*Task*.
Each entry below is to be written out exactly, and the pictures are to be left out.
——————————
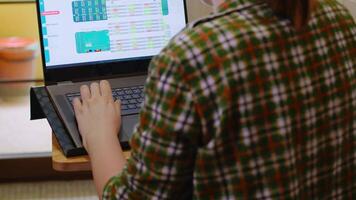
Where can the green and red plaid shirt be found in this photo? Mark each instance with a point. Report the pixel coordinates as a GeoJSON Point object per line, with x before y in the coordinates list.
{"type": "Point", "coordinates": [241, 105]}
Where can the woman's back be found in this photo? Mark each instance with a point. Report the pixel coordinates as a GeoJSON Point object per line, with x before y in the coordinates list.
{"type": "Point", "coordinates": [256, 108]}
{"type": "Point", "coordinates": [277, 106]}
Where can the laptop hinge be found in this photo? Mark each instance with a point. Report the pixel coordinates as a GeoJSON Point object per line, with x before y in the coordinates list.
{"type": "Point", "coordinates": [65, 83]}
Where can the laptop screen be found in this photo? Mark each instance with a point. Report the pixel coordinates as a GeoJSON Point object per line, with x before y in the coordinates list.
{"type": "Point", "coordinates": [78, 32]}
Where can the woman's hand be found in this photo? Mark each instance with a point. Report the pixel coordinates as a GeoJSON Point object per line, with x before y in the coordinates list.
{"type": "Point", "coordinates": [98, 116]}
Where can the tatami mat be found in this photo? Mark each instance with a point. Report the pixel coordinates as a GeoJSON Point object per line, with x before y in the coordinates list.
{"type": "Point", "coordinates": [52, 190]}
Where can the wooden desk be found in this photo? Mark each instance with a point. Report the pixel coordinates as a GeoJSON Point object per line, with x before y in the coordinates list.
{"type": "Point", "coordinates": [79, 163]}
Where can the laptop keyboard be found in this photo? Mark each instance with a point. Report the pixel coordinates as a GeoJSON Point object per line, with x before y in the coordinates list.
{"type": "Point", "coordinates": [131, 98]}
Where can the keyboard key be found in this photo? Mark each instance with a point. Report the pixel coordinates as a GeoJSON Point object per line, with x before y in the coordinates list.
{"type": "Point", "coordinates": [124, 107]}
{"type": "Point", "coordinates": [131, 99]}
{"type": "Point", "coordinates": [127, 97]}
{"type": "Point", "coordinates": [131, 106]}
{"type": "Point", "coordinates": [136, 96]}
{"type": "Point", "coordinates": [124, 102]}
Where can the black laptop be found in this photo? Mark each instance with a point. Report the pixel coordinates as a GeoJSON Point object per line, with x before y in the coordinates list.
{"type": "Point", "coordinates": [88, 40]}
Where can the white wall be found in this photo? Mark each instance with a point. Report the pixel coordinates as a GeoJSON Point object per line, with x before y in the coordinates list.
{"type": "Point", "coordinates": [351, 5]}
{"type": "Point", "coordinates": [196, 9]}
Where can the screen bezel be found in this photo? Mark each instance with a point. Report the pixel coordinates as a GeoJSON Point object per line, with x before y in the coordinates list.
{"type": "Point", "coordinates": [93, 70]}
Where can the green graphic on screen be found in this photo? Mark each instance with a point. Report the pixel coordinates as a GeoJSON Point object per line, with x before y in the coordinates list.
{"type": "Point", "coordinates": [165, 9]}
{"type": "Point", "coordinates": [89, 10]}
{"type": "Point", "coordinates": [94, 41]}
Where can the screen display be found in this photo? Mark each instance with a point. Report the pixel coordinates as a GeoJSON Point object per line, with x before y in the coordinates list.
{"type": "Point", "coordinates": [82, 31]}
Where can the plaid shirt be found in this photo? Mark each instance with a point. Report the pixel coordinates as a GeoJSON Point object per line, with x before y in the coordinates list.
{"type": "Point", "coordinates": [241, 105]}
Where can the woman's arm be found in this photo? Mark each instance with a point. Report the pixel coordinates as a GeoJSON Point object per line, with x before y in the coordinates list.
{"type": "Point", "coordinates": [98, 118]}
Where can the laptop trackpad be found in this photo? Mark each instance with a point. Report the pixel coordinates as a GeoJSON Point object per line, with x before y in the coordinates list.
{"type": "Point", "coordinates": [127, 126]}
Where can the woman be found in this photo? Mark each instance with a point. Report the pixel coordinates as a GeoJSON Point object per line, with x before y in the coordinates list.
{"type": "Point", "coordinates": [255, 101]}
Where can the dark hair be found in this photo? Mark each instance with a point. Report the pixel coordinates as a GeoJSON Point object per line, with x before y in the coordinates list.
{"type": "Point", "coordinates": [298, 11]}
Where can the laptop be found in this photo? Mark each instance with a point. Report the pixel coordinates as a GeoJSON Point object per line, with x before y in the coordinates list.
{"type": "Point", "coordinates": [90, 40]}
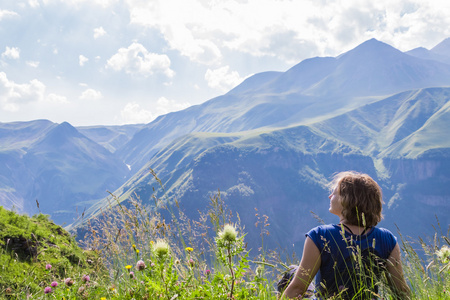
——————————
*Expected answer*.
Where can the green and red plaid shirt be found in this photo? Mark each instance with a point. Report the pixel coordinates as a GeoJSON Point object per line, with x before y in the coordinates list.
{"type": "Point", "coordinates": [241, 105]}
Where can the woman's back be found in this photo? Mark each instance with a point. Report the pixel coordinates as a GeoJSON Point object per line, with x before y in the coordinates list.
{"type": "Point", "coordinates": [256, 108]}
{"type": "Point", "coordinates": [277, 106]}
Where can the laptop hinge be found in this photo? Mark each instance with a point. Report the pixel coordinates as a GeoJSON Point object per line, with x before y in the coordinates list.
{"type": "Point", "coordinates": [65, 83]}
Where can the laptop screen be found in this photo? Mark each instance with a point. Report the pixel coordinates as a GeoJSON Point object per line, with x before y in the coordinates list.
{"type": "Point", "coordinates": [78, 32]}
Where can the woman's hand be found in this photo? Mark each instance with a point. Report the pixel coordinates as a GeoJSON Point object per line, with x before y in the coordinates list.
{"type": "Point", "coordinates": [98, 116]}
Where can the tatami mat be found in this photo? Mark each instance with a point. Report the pixel coordinates as a GeoJSON Point object per line, with x before y in the coordinates list.
{"type": "Point", "coordinates": [52, 190]}
Where can the wooden desk be found in this photo? Mark each instance with a point. Report the pixel coordinates as a GeoJSON Point object per line, with x before y in the coordinates list.
{"type": "Point", "coordinates": [79, 163]}
Where can the laptop keyboard be found in this photo? Mark each instance with a point. Report the pixel coordinates as a GeoJSON Point object per line, with x before y in the coordinates list.
{"type": "Point", "coordinates": [131, 98]}
Where can the keyboard key be found in this photo? Mark each instance with a point. Report the pixel coordinates as a GeoJSON Point object per line, with x before y in the coordinates list.
{"type": "Point", "coordinates": [124, 107]}
{"type": "Point", "coordinates": [131, 99]}
{"type": "Point", "coordinates": [127, 97]}
{"type": "Point", "coordinates": [131, 106]}
{"type": "Point", "coordinates": [136, 96]}
{"type": "Point", "coordinates": [124, 102]}
Where can the black laptop be found in this photo? Mark each instance with a point. Report the pixel coordinates as a GeoJSON Point object per line, with x before y in the coordinates list.
{"type": "Point", "coordinates": [88, 40]}
Where can the white wall be found in this photo? Mark each instance with a point. Report the pixel coordinates as a GeoJSON Point object per line, with x before y in the coordinates list.
{"type": "Point", "coordinates": [351, 5]}
{"type": "Point", "coordinates": [196, 9]}
Where can the screen bezel be found in this photo? Mark each instance with a point. Report the pixel coordinates as a GeoJSON Point object per line, with x before y in the coordinates list.
{"type": "Point", "coordinates": [93, 70]}
Where can the green graphic on screen be found in this photo? Mark each instance with a point. Report the pixel coordinates as a GeoJSON Point object per line, with x before y in the coordinates list.
{"type": "Point", "coordinates": [165, 9]}
{"type": "Point", "coordinates": [89, 10]}
{"type": "Point", "coordinates": [94, 41]}
Where can the screen display be found in this photo? Mark each instance with a point. Report the pixel coordinates as a GeoJSON Point object per line, with x before y in the coordinates list.
{"type": "Point", "coordinates": [82, 31]}
Where can the plaid shirt be found in this photo? Mark each instance with a point. Report the pixel coordinates as a GeoJSON Point object per line, with x before y in the coordinates list.
{"type": "Point", "coordinates": [241, 105]}
Where can the woman's arm be found in this photo? Mark each instance with a point. Report the pixel coordinates as a GeoJSON Point object per line, with x before y in the coordinates list.
{"type": "Point", "coordinates": [98, 118]}
Where can the laptop trackpad be found in this photo? Mark each instance with a point. Report the pixel coordinates as a GeoJSON Point object per line, with x before y in the coordinates list.
{"type": "Point", "coordinates": [127, 126]}
Where can the woman be found in this photo? Mark each instance with a point. Report the pixel coordinates as a GeoJSON Point object per line, with x before y in the coordinates list.
{"type": "Point", "coordinates": [255, 101]}
Where can the dark hair be found in this photo? Mark each instance with a point. Report the pixel coordinates as a GeoJSON Point object per line, with x before y in the coordinates list.
{"type": "Point", "coordinates": [298, 11]}
Where can the laptop be found in this photo? Mark each instance with a point. Report the pixel coordinates as a GeoJSON Point object per line, with x before y in the coordinates list.
{"type": "Point", "coordinates": [90, 40]}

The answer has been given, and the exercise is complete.